*THE EXERCISE*
Output every entry exactly, from the first line to the last.

*DATA SECTION*

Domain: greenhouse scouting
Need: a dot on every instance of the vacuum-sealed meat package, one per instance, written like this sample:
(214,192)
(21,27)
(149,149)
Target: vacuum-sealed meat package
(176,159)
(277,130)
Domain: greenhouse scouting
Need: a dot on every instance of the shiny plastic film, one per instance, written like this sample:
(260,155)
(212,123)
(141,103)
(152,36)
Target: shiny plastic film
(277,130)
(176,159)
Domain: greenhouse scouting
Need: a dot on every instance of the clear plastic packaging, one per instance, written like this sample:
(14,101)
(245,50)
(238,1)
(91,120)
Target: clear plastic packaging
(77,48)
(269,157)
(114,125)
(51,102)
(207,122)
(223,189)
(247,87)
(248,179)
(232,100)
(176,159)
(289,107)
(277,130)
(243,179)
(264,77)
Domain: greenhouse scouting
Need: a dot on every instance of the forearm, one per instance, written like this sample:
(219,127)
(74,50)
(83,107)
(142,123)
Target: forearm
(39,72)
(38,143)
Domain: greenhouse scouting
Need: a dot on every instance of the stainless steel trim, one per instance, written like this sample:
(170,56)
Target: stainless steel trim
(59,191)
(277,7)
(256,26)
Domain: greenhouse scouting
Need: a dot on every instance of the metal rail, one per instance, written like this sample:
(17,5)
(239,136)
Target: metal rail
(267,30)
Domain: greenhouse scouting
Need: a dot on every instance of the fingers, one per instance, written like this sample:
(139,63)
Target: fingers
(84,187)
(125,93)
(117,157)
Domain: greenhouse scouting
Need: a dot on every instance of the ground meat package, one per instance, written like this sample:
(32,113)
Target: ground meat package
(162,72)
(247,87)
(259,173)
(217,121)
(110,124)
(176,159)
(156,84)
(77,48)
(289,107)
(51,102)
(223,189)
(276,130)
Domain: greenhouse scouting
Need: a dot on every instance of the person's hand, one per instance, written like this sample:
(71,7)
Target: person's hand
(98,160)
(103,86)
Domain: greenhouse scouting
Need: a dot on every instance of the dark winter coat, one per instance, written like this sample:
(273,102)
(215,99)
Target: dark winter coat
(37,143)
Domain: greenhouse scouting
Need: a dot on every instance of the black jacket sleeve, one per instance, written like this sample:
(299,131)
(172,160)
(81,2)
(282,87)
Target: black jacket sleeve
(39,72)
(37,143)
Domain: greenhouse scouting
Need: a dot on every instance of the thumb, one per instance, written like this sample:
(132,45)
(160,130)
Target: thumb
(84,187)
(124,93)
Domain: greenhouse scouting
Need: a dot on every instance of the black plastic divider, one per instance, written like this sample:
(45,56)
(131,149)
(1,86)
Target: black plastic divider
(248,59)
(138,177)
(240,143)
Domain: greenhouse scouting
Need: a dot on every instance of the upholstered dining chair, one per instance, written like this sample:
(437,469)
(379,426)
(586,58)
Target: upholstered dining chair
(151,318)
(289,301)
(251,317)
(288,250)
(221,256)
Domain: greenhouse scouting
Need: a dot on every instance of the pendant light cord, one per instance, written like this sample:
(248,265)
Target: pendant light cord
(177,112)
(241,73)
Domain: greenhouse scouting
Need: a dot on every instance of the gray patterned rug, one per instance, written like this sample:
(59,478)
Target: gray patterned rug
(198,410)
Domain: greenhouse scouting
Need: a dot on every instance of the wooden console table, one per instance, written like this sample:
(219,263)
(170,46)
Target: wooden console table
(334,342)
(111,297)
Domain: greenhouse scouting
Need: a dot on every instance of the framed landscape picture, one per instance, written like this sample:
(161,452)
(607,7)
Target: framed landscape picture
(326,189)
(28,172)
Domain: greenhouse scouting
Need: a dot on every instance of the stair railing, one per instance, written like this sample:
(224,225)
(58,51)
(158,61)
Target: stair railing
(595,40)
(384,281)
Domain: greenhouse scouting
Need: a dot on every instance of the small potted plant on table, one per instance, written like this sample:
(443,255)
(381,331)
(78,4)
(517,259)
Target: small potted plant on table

*CORRECT OUTPUT*
Domain: greenhouse scouting
Need: a dot on every instance of the vacuum-sealed meat package, one per instance, written like this sample:
(214,192)
(21,27)
(149,149)
Target: vacuum-sealed meat package
(176,159)
(277,130)
Domain: greenhouse scouting
Need: a dot on every instance of the shiny plastic film, one per instance, written like this sample:
(260,155)
(212,123)
(141,103)
(152,36)
Target: shiny plastic film
(277,130)
(176,159)
Domain: greenhouse scouting
Need: a dot on every instance of the clear plastic packaging, one per instance, written like this sample:
(14,101)
(245,50)
(238,1)
(91,120)
Target: clear plastic packaging
(77,48)
(269,157)
(114,125)
(51,102)
(207,122)
(223,189)
(247,87)
(248,179)
(232,100)
(176,159)
(289,107)
(277,130)
(243,179)
(264,77)
Domain: greenhouse scouting
Need: a dot on every instance of the forearm, one per instance, written like this sample:
(219,127)
(74,50)
(83,107)
(142,123)
Target: forearm
(39,72)
(38,143)
Domain: greenhouse scouting
Need: a dot on every instance of the stainless steel trim, one per instance, written like this sample:
(170,56)
Target: stainless steel trim
(59,191)
(277,7)
(256,26)
Domain: greenhouse scouting
Need: a dot on every instance of the metal rail, one per instance, written like this sample:
(17,5)
(239,136)
Target: metal rail
(267,30)
Domain: greenhouse scouting
Need: a dot on every instance of the fingers, one per instance, written like this sample:
(139,63)
Target: fingers
(84,187)
(125,93)
(117,157)
Domain: greenhouse scouting
Need: a dot on every instance of the ground meat package, one per instance, written like this sample:
(32,113)
Target: ground meat package
(162,72)
(247,87)
(259,173)
(217,121)
(110,124)
(176,159)
(156,84)
(77,48)
(289,107)
(51,102)
(223,189)
(276,130)
Domain: greenhouse scouting
Need: a dot on every instance of the person's hand, one per instance, written like this sample:
(71,7)
Target: person's hand
(98,160)
(103,86)
Domain: greenhouse scouting
Need: a dot on every instance of the dark winter coat, one per instance, written like this sample:
(273,102)
(215,99)
Target: dark winter coat
(37,143)
Domain: greenhouse scouting
Need: a dot on every instance of the black jacket sleeve, one per instance, written like this sample:
(299,131)
(172,160)
(81,2)
(282,87)
Target: black jacket sleeve
(39,72)
(37,143)
Domain: greenhouse scouting
Need: a dot on every instance of the thumb, one per instance, written like this sample:
(132,45)
(160,130)
Target: thumb
(84,187)
(124,93)
Domain: greenhouse scouting
Need: a dot on every instance of the black plastic divider, one per instance, written like this sample:
(45,56)
(131,149)
(1,86)
Target: black plastic divider
(248,59)
(138,177)
(240,143)
Domain: greenhouse scouting
Need: a dot on every instance of the upholstered dining chair, one per instance, written like this sample:
(437,469)
(379,426)
(586,58)
Target: upholstered dining chair
(151,318)
(289,301)
(251,317)
(288,250)
(221,256)
Domain: greenhouse scouting
Need: a dot on every instance of the pendant light cord, one per instance, written like this sample:
(248,265)
Target: pendant light cord
(177,112)
(241,73)
Domain: greenhouse scouting
Need: a dot on every instance of the gray patterned rug, one per instance, written like this sample:
(59,478)
Target: gray patterned rug
(198,410)
Domain: greenhouse scouting
Need: a dot on every instance of the wooden console table, one per instance, written like this sample:
(219,263)
(170,46)
Target: wooden console table
(334,342)
(111,297)
Domain: greenhouse scouting
Need: a dot on every instance of the framed landscape picture, one per instance, written like this sample:
(161,452)
(607,7)
Target: framed landscape picture
(326,189)
(28,172)
Domain: greenhouse scouting
Need: a dot on every instance of the stair railing, one per instance, written like this sample:
(224,225)
(58,51)
(158,61)
Target: stair railing
(595,40)
(384,281)
Domain: greenhouse scouting
Need: a dot on every instance of the small potted plant on table, one per instance, written like this sample:
(443,255)
(381,331)
(78,4)
(517,259)
Target: small potted plant on table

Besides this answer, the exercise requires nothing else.